YOUR ASSIGNMENT:
If a line in the records contains the string "fish", show that line.

SOURCE MATERIAL:
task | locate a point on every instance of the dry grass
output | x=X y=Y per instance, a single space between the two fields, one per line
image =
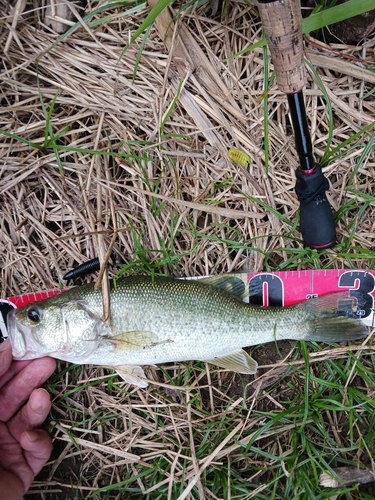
x=137 y=160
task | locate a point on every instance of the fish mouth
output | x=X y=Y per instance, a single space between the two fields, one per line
x=21 y=339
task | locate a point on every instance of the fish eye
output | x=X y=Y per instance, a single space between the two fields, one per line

OUTPUT FOR THIS TASK:
task | locate a point on every instance of the fish mouth
task | locate a point on every instance of the fish eye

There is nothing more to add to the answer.